**Document extract:**
►
Re: [PATCH v2 2/8] fs/buffer: try to use folio lock for pagecache lookups

linux-mm.kvack.org archive mirror
 help / color / mirror / Atom feed

From: Jan Kara <jack@suse.cz>
To: Luis Chamberlain <mcgrof@kernel.org>
Cc: brauner@kernel.org, jack@suse.cz, tytso@mit.edu,
	 adilger.kernel@dilger.ca, linux-ext4@vger.kernel.org,
	riel@surriel.com, dave@stgolabs.net,  willy@infradead.org,
	hannes@cmpxchg.org, oliver.sang@intel.com, david@redhat.com,
	 axboe@kernel.dk, hare@suse.de, david@fromorbit.com,
	djwong@kernel.org,  ritesh.list@gmail.com,
	linux-fsdevel@vger.kernel.org, linux-block@vger.kernel.org,
	 linux-mm@kvack.org, gost.dev@samsung.com, p.raghav@samsung.com,
	da.gomez@samsung.com
Subject: Re: [PATCH v2 2/8] fs/buffer: try to use folio lock for pagecache lookups
Date: Thu, 10 Apr 2025 16:38:35 +0200	[thread overview]
Message-ID: <plt72kbiee2sz32mqslvhmmlny6dqfeccnf2d325cus45qpo3t@m6t563ijkvr5> (raw)
◄
**Written problem A:**
Answer these questions about the email header:
(i) Who sent the message?
(ii) On what date was it sent?
(iii) Which archive mirror is named at the top?
The email header above and the listing that comes next are unrelated material.

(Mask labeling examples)
►
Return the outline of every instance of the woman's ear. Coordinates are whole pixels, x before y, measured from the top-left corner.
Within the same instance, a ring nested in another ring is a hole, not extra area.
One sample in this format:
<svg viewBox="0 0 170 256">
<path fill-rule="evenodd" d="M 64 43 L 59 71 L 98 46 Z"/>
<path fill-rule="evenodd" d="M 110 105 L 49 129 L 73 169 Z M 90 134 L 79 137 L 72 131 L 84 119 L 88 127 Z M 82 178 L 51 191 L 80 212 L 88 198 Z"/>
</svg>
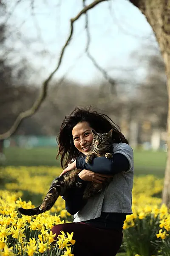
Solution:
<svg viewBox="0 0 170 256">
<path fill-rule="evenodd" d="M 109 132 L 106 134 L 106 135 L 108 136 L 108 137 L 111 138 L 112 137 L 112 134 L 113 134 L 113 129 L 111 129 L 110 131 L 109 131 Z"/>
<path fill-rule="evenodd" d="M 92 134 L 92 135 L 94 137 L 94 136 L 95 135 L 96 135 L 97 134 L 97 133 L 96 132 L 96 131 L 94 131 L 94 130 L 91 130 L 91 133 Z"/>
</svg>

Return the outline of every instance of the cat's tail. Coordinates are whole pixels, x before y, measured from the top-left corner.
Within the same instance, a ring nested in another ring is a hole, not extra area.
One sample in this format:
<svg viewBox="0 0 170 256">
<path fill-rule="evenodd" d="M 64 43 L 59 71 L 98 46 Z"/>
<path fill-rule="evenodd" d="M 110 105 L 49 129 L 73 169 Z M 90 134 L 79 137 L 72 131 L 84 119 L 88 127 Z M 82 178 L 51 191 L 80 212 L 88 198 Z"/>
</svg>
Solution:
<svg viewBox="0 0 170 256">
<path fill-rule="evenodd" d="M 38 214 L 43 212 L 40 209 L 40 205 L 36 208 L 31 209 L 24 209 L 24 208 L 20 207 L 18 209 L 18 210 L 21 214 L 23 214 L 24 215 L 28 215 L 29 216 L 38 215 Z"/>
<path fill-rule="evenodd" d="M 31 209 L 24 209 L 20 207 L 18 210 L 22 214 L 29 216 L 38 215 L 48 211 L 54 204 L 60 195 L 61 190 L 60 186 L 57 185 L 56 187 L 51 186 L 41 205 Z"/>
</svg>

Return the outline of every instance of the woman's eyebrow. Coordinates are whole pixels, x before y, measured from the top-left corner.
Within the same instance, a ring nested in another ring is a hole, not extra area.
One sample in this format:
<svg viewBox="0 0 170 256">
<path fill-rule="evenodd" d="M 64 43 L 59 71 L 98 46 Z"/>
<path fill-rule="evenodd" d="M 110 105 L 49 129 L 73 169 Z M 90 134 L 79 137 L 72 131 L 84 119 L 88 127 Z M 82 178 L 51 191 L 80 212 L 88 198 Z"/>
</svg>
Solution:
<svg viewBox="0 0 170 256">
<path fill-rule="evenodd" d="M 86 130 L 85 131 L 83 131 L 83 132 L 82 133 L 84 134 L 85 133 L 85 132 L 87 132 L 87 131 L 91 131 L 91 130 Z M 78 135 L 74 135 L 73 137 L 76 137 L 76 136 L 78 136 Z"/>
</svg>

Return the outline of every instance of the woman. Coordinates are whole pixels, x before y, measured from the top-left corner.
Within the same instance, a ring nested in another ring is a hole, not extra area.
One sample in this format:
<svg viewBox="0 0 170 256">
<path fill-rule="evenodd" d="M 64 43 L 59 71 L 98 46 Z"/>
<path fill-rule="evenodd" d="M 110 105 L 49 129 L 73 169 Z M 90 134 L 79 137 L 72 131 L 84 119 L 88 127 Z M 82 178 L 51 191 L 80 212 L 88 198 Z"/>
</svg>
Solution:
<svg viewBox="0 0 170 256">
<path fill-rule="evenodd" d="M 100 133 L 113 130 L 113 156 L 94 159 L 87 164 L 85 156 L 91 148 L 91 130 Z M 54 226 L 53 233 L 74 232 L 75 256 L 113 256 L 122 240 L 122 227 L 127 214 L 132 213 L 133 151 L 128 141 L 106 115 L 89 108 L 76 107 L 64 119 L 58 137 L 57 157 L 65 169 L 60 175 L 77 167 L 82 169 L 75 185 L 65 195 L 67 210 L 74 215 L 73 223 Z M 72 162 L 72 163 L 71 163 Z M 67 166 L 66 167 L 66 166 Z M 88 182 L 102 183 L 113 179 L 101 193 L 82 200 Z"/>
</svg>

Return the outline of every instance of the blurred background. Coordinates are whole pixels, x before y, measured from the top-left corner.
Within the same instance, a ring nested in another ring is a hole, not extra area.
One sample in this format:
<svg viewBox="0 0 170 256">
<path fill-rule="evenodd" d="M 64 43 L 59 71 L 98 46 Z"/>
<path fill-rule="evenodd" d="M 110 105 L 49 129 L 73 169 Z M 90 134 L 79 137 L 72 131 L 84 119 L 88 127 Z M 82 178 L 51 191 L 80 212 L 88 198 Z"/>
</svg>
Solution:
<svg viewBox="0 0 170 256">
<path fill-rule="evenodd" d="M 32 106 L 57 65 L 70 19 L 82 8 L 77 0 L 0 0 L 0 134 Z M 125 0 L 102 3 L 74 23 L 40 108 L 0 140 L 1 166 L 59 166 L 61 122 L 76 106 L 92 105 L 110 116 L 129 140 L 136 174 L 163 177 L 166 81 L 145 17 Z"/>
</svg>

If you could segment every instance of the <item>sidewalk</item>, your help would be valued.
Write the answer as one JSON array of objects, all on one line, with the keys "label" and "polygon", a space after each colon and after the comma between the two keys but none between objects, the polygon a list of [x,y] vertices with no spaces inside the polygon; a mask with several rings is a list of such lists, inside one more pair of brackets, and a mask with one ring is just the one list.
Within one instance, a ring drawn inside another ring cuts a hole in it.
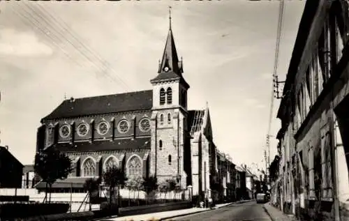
◄
**Written problem B:** In the listing, rewrite everything from the line containing "If you could" down to the end of the listing, replacing "instance" with "object" and changing nothing else. Leave out the picture.

**Final result A:**
(i) Jan Kara <jack@suse.cz>
(ii) Thu, 10 Apr 2025
(iii) linux-mm.kvack.org

**Final result B:**
If you could segment every object of the <item>sidewalk</item>, your help would be valued.
Write the answer as one JSON array of objects, all on one line, with the keys "label" and "polygon", a space after each colon and after the comma between the two keys but none between objects, the polygon a list of [x,y] vertices with no spaces inside the polygon; a mask with several rings is a list of such lists, inside one more pair of brackets, and a mask with one ring is just the one list.
Within one object, a ring drawn inside another ring cuts a hole in it.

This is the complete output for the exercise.